* What is needed *
Rewrite every line of the records below as a numbered list, skipping any blank lines. Leave the pictures out of your answer.

-------- Extracted information

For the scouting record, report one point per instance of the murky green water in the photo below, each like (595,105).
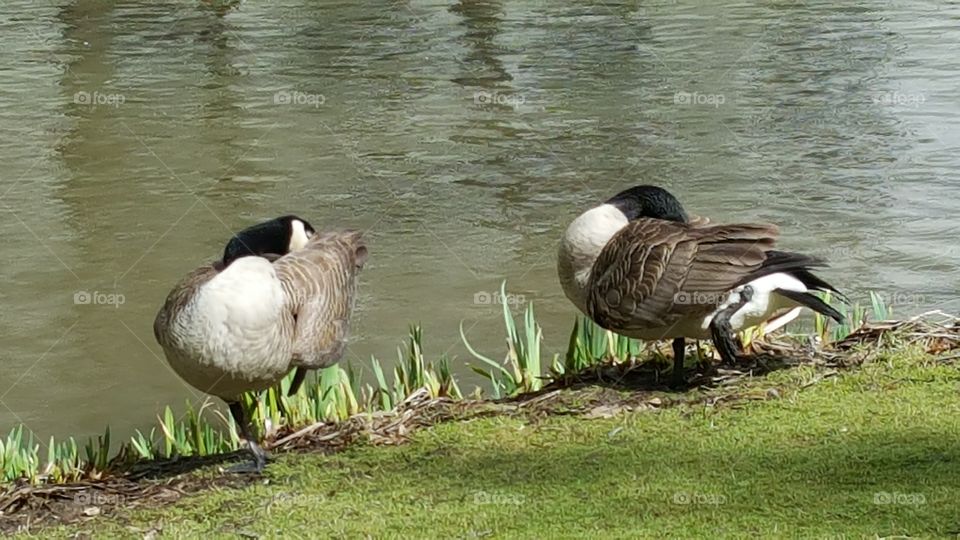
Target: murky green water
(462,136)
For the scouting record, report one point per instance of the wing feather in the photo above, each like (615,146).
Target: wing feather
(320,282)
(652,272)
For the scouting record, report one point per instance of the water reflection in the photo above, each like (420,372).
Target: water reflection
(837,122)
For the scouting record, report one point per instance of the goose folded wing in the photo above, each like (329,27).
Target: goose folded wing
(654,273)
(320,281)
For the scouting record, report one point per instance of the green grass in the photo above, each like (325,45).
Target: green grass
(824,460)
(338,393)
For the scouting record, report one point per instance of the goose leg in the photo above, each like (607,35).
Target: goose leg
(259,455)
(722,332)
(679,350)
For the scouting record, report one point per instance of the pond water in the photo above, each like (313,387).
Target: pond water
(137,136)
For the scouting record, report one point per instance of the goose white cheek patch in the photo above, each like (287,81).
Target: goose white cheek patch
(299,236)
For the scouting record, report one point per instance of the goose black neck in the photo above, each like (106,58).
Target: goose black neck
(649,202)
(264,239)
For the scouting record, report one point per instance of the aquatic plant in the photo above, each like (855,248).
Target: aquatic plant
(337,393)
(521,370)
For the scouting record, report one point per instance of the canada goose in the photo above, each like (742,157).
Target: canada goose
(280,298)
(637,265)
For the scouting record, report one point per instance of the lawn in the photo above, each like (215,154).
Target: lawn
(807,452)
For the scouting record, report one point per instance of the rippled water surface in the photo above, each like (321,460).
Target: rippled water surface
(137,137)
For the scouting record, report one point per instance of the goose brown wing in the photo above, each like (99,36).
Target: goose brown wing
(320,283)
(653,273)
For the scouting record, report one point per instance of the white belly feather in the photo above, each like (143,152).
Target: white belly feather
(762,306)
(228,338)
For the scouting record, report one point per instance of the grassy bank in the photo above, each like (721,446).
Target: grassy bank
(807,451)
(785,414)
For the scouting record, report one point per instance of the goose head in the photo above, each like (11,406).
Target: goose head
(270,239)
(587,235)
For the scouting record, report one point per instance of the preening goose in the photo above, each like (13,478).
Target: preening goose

----------------

* Written solution *
1. For the scouting record, report one point per instance of the murky green water in the photo below, each like (595,105).
2. Target: murky green water
3. (462,136)
4. For the scouting record, report one point per instance of the wing feather in the photo above, each like (615,146).
5. Target: wing feather
6. (320,282)
7. (652,272)
8. For the scouting record, report one point per instance of the water reflection in the photo above, each like (420,372).
9. Target: water reflection
10. (837,122)
11. For the scouting record, report one point per instance of the goose folded wing in the photo above, each like (329,27).
12. Target: goose folded wing
13. (654,273)
14. (320,281)
15. For the scouting record, report one point per instance of the green grass in the photo above, each like (325,45).
16. Target: green grass
17. (824,460)
18. (338,393)
19. For the scouting record, report one point per instance of the goose leg in the photo above, each like (607,35).
20. Target: goose leg
21. (259,455)
22. (722,332)
23. (679,350)
24. For the scouting record, report one point per instance of the pond water in the photo above, each like (313,387).
25. Target: pond water
26. (137,136)
27. For the scouting record, report one point per instance of the goose white cheek patch in the photo above, each like (287,81).
28. Target: goose white cheek patch
29. (299,236)
30. For the scouting record, report one point per instance of the goose black neck in the photo above, each like (106,58).
31. Target: goose black neck
32. (649,202)
33. (264,239)
34. For the scouting record, report one point per instance of the aquatic plant in the photo above, each like (855,248).
35. Target: aquatic plant
36. (337,393)
37. (521,370)
38. For the scouting record, report one point per instance of the canada goose in the photo above, each like (742,157).
39. Target: canada goose
40. (280,298)
41. (637,265)
42. For the scouting record, report one point per instance of the lawn in the photo above, each like (215,154).
43. Target: lawn
44. (807,452)
45. For the scouting record, report one point per instance of the rippled water surface in the photo above, each like (321,460).
46. Target: rippled water surface
47. (137,137)
48. For the scouting record, report one point per instance of the goose brown wing in the photo above, each like (99,36).
49. Target: goose brown wing
50. (320,283)
51. (653,273)
52. For the scouting record, report one point per instance of the white belly feather in the photo above, each like (143,152).
53. Target: white belly feather
54. (762,306)
55. (228,338)
56. For the scouting record, report one point per instance of the grassy bank in the photo above, each like (721,446).
57. Target: grassy bank
58. (807,451)
59. (785,414)
60. For the scouting record, report one point per instance of the goose head in the photo above, each like (11,406).
61. Target: goose head
62. (270,239)
63. (587,235)
64. For the scouting record, report one point per instance of the preening goose in the photo above, each like (13,478).
65. Target: preening goose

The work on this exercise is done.